Rewrite every one of the records below, putting "occurrence" wherever "instance" appears and leaving all else as it is.

▸ **DATA SUPPLIED**:
•••••
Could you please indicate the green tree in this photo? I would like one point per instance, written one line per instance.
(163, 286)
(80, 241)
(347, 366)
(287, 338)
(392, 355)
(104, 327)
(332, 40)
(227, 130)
•••••
▸ **EXERCISE RESULT**:
Could you please indicate the green tree in this photo? I would like one point per occurrence, written one line per occurrence.
(163, 286)
(80, 241)
(347, 366)
(287, 338)
(392, 355)
(104, 327)
(332, 40)
(227, 130)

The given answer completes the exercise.